### TRECHO:
Oito meses após o real, o consumidor ainda se assusta ao pagar mais por um quilo de mandioquinha (R$ 5,20) do que por um quilo de coxão mole (R$ 4,40). Uma corrente com pingente de ouro custa o mesmo que um minivestido da Forum (R$ 120,00).
Outro exemplo é que com uma nota de R$ 50,00, é possível comprar um liquidificador Walita (R$ 42,50) ou uma cafeteira elétrica Eletrolux (R$ 49,00), mas não é suficiente para adquirir um forninho infantil da Estrela (R$ 78,50).
Esta confusão de valores é traduzida pelos economistas como dispersão de preços relativos.
Em tese, a queda da inflação deveria fazer com que os produtos tivessem seus preços diretamente relacionados com seus custos, reduzindo esta dispersão propagada em tempos de grandes aumentos de preços.
"Com a inflação alta, os produtos eram reajustados por algum índice de preços e não pela sua variação de custos", diz José Maurício Soares, secretário-técnico do Dieese (Departamento Intersindical de Estatística e Estudos Socioeconômicos).

Indexação
Reajuste pela Heron do Carmo, coordenador-adjunto da Fipe (Fundação Instituto de Pesquisas Econômicas) da USP, afirma que esta dispersão ocorre ainda porque diversos comerciantes estão acostumados a reajustar seus preços nas mesmas proporções da inflação e não pelo seu custo.
"Temos um período curto de estabilidade e a nossa inflação ainda é alta para os padrões internacionais", diz Heron do Carmo.
Outro fator, acrescenta o economista da Fipe, é que, com o Plano Real, mudou a demanda por diversos produtos, e mercadorias mais procuradas costumam ter seus preços reajustados para cima.

### ENUNCIADO:
Escreva a continuação do texto sobre os preços depois do real, começando logo após a última frase.

Registros contidos em um conjunto de dados
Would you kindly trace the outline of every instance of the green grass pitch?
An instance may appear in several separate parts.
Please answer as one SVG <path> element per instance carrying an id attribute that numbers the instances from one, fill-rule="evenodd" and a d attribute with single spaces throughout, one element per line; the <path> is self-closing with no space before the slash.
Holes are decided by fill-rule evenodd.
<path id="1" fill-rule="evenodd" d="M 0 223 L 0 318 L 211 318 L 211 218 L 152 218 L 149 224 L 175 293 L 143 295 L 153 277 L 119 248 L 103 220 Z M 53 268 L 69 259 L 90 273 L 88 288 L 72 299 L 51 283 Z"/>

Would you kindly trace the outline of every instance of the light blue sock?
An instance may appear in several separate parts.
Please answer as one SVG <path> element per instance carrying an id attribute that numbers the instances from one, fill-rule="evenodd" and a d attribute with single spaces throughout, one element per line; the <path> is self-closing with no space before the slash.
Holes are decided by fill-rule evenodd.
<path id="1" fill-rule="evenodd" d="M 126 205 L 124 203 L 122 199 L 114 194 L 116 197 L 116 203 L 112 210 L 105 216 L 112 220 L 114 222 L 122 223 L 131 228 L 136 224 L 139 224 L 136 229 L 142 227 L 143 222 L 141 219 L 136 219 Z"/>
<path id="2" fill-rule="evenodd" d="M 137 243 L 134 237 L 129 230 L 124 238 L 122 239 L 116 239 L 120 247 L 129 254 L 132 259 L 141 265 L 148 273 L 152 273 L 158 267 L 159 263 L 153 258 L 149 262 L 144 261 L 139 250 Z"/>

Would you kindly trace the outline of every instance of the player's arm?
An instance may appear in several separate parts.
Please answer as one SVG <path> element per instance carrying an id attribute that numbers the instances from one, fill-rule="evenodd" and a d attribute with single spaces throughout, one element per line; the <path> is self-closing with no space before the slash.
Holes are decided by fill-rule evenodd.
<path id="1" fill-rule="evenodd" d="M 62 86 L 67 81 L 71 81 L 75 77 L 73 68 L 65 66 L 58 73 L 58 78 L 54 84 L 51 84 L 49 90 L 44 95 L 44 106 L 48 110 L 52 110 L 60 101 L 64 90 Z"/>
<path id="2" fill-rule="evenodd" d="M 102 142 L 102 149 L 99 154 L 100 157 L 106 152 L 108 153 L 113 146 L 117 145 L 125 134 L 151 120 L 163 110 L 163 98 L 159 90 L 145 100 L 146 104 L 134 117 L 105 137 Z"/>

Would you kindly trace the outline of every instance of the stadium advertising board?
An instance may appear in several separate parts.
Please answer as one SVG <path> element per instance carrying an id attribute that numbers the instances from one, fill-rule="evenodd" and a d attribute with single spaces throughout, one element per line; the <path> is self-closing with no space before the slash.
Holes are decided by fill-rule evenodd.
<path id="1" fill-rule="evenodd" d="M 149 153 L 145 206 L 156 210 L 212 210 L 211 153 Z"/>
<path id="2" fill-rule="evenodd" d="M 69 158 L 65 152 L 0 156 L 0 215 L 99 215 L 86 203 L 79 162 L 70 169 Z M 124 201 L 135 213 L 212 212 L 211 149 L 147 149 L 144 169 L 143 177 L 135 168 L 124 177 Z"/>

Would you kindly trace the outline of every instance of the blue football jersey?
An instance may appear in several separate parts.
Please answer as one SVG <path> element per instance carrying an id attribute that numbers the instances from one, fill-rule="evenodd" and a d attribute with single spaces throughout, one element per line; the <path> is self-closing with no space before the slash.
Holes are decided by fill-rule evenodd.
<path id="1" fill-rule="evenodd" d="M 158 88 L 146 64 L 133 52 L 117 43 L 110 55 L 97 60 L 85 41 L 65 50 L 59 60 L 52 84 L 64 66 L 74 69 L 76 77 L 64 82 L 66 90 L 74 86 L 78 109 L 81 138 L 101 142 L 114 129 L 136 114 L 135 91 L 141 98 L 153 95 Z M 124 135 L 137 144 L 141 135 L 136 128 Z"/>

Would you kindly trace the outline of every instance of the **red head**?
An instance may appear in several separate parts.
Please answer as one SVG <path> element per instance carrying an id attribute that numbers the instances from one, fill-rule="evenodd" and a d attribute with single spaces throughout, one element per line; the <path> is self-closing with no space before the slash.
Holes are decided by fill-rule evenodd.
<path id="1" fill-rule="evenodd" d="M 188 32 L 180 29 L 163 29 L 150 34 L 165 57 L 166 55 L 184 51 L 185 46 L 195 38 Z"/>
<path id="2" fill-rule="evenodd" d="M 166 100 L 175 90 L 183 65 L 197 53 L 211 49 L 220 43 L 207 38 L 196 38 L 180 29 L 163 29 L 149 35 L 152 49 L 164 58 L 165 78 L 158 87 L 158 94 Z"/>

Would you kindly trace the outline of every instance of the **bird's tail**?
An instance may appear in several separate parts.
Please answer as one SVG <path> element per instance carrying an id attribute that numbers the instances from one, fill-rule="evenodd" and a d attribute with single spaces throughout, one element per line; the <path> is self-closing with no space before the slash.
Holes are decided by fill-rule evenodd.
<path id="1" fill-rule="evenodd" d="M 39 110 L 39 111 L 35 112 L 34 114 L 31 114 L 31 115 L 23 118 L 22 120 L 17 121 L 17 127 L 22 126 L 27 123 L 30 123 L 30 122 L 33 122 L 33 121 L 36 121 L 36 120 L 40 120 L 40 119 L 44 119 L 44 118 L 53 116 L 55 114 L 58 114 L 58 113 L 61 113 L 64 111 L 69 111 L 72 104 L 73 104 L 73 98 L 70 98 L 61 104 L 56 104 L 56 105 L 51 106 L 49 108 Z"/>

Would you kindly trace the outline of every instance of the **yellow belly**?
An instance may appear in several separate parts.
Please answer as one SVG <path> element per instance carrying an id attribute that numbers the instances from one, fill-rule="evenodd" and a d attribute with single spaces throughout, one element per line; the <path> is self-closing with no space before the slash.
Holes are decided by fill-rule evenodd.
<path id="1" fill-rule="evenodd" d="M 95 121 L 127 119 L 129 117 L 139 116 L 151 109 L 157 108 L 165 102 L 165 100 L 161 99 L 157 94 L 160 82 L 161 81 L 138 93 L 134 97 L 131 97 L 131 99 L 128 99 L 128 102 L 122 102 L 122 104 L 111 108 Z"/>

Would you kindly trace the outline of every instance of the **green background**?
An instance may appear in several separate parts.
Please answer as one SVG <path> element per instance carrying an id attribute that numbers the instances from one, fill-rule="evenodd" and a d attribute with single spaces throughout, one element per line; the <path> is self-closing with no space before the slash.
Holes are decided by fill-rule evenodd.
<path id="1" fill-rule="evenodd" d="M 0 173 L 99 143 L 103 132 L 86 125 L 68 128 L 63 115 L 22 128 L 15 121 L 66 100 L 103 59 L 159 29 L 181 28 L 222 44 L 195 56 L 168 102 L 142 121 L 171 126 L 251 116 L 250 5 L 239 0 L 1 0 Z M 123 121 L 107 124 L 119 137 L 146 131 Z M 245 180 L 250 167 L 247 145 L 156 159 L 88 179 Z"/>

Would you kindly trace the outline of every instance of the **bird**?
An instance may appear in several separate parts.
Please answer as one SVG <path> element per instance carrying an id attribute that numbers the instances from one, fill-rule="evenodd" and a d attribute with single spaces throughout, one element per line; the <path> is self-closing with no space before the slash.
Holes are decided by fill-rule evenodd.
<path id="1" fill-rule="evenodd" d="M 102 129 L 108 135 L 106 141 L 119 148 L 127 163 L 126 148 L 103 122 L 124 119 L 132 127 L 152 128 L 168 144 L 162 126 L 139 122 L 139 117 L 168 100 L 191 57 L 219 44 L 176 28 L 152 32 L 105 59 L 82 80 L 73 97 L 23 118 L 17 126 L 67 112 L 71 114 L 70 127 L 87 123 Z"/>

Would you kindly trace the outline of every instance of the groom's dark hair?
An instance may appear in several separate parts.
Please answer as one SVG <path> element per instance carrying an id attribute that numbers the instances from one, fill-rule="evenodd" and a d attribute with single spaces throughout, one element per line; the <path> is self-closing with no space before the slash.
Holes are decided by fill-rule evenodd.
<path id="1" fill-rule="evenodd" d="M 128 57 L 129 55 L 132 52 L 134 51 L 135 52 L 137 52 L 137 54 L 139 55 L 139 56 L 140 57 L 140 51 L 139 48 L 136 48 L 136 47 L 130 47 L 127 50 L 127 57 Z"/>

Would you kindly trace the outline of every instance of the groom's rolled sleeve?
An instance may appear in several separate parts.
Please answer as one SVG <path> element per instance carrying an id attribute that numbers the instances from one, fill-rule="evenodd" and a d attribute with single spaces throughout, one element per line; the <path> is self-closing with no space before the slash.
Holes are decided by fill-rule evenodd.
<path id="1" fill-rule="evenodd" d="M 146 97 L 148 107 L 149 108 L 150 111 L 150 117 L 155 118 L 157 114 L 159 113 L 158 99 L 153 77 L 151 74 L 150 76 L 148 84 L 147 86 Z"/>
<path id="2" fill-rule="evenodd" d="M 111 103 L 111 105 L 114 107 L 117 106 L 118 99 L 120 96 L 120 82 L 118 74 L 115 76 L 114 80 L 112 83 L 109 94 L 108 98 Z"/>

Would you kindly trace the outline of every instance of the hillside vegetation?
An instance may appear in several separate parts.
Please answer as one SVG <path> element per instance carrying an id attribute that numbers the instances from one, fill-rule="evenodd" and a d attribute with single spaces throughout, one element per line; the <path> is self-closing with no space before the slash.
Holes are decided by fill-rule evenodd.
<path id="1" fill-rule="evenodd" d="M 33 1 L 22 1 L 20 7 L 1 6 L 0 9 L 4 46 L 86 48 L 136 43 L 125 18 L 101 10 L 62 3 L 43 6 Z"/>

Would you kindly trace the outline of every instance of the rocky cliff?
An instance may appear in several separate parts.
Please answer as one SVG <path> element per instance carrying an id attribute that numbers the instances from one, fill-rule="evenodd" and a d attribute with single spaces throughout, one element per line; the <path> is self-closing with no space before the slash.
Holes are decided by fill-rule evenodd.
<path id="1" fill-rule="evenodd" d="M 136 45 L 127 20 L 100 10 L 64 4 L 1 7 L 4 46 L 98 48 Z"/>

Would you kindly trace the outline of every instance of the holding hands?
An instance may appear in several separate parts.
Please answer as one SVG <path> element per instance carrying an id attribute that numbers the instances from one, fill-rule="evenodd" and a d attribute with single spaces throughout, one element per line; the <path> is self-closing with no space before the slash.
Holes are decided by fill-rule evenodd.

### RESPOSTA DO EXERCÍCIO:
Segundo ele, os maiores aumentos e disparidades são percebidos no setor de serviços.
"O preço da picanha subiu e os restaurantes reajustaram suas tabelas para cima. Agora que o preço baixou, ninguém reduziu o preço no cardápio", aponta Heron.
Soares, do Dieese, diz que esta disparidade tende a se equilibrar após um período maior de inflação baixa. "Produtos de menor valor agregado poderiam ter preços menores."
O exemplo, diz, é que uma camiseta de manga longa (R$ 53,00, na Forum) custa mais do que um ferro de passar roupa (R$ 44,00 na Arapuã).

Sem barreiras
O processo de abertura da economia também tende a diminuir esta disparidade.
Com concorrência externa, os produtos nacionais deveriam ter preços iguais ou próximos aos importados.
Mas isso nem sempre acontece. Uma calça jeans (equivalente a Levis) nos EUA sai por US$ 45,00 enquanto no Brasil seu preço é de US$ 53,57.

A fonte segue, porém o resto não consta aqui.